■ **WHAT IS EXPECTED**:
Lay out every one of the lines below as a JSON list of strings, one string per line, omitting any blank lines.

■ **Rows of box annotation data**:
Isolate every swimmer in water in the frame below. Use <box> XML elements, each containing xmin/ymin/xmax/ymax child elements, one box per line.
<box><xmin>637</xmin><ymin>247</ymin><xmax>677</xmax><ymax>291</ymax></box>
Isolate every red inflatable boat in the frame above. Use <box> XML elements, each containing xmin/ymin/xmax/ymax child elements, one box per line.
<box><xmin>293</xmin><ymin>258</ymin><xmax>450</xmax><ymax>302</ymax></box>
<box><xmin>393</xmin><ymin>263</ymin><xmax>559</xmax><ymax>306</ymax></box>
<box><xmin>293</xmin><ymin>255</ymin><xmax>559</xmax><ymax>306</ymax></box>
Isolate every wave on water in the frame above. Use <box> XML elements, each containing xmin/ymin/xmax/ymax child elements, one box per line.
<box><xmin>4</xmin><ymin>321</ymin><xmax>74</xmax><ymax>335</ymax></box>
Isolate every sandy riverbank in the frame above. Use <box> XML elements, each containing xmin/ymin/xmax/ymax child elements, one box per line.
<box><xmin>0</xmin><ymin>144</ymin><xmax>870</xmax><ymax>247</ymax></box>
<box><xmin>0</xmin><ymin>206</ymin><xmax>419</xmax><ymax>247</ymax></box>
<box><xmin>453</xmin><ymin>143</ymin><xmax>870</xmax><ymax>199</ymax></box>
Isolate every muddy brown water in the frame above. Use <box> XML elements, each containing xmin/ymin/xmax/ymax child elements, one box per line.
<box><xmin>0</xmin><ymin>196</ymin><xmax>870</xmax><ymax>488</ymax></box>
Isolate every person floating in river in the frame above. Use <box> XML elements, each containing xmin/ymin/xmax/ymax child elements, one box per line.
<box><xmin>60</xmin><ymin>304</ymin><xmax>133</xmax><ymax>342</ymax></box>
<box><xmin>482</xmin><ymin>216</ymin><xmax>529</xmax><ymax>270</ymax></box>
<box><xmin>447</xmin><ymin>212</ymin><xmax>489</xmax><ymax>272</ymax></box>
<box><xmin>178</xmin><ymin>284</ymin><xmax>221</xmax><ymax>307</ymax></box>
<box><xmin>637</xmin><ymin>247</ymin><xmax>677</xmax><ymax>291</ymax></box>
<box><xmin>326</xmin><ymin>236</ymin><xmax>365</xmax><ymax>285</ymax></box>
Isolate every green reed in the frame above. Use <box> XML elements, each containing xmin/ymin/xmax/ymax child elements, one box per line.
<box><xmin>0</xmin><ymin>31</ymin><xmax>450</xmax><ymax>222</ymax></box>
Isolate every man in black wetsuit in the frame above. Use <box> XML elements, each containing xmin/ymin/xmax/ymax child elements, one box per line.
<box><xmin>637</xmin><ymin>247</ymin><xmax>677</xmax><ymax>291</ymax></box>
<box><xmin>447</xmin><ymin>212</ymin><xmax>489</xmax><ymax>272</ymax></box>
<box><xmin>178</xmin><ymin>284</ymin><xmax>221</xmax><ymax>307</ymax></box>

■ **EXERCISE RESPONSE**:
[
  "Isolate every swimmer in water in the frame below. Use <box> XML elements, each containing xmin/ymin/xmax/ymax child elements, one box per line.",
  "<box><xmin>637</xmin><ymin>247</ymin><xmax>677</xmax><ymax>291</ymax></box>",
  "Isolate every red inflatable boat in the frame above. Use <box> XML elements, each containing xmin/ymin/xmax/ymax child elements, one box per line.",
  "<box><xmin>293</xmin><ymin>258</ymin><xmax>450</xmax><ymax>302</ymax></box>",
  "<box><xmin>393</xmin><ymin>263</ymin><xmax>559</xmax><ymax>306</ymax></box>",
  "<box><xmin>293</xmin><ymin>255</ymin><xmax>559</xmax><ymax>306</ymax></box>",
  "Isolate every wave on water in the frame above. Use <box> XML elements, each containing xmin/ymin/xmax/ymax child elements, one box per line.",
  "<box><xmin>4</xmin><ymin>321</ymin><xmax>74</xmax><ymax>335</ymax></box>",
  "Isolate every sandy riverbank in the frame above. Use <box> XML elements, each containing xmin/ymin/xmax/ymax child elements, one box per line.",
  "<box><xmin>0</xmin><ymin>144</ymin><xmax>870</xmax><ymax>247</ymax></box>",
  "<box><xmin>0</xmin><ymin>206</ymin><xmax>419</xmax><ymax>247</ymax></box>",
  "<box><xmin>453</xmin><ymin>143</ymin><xmax>870</xmax><ymax>199</ymax></box>",
  "Isolate every muddy brown water in the frame above. Use <box> XML elements, each containing xmin/ymin/xmax/ymax child elements, one box per line.",
  "<box><xmin>0</xmin><ymin>196</ymin><xmax>870</xmax><ymax>488</ymax></box>",
  "Isolate every person floating in river in the frame above. Use <box> XML elements, each containing xmin/ymin/xmax/ymax child elements, one box per line.",
  "<box><xmin>60</xmin><ymin>304</ymin><xmax>133</xmax><ymax>342</ymax></box>",
  "<box><xmin>482</xmin><ymin>216</ymin><xmax>529</xmax><ymax>270</ymax></box>",
  "<box><xmin>447</xmin><ymin>212</ymin><xmax>489</xmax><ymax>272</ymax></box>",
  "<box><xmin>178</xmin><ymin>284</ymin><xmax>221</xmax><ymax>307</ymax></box>",
  "<box><xmin>637</xmin><ymin>247</ymin><xmax>677</xmax><ymax>291</ymax></box>",
  "<box><xmin>326</xmin><ymin>236</ymin><xmax>365</xmax><ymax>285</ymax></box>",
  "Isolate every green reed in the frame above. Use <box> XML elements, each containing xmin/ymin/xmax/ymax child elements, one box per line.",
  "<box><xmin>0</xmin><ymin>31</ymin><xmax>450</xmax><ymax>222</ymax></box>",
  "Isolate every man in black wetsuit in the frame above. Use <box> XML elements, each containing xmin/ymin/xmax/ymax child elements, one box per line.",
  "<box><xmin>637</xmin><ymin>247</ymin><xmax>677</xmax><ymax>291</ymax></box>",
  "<box><xmin>447</xmin><ymin>212</ymin><xmax>489</xmax><ymax>272</ymax></box>",
  "<box><xmin>178</xmin><ymin>284</ymin><xmax>221</xmax><ymax>307</ymax></box>"
]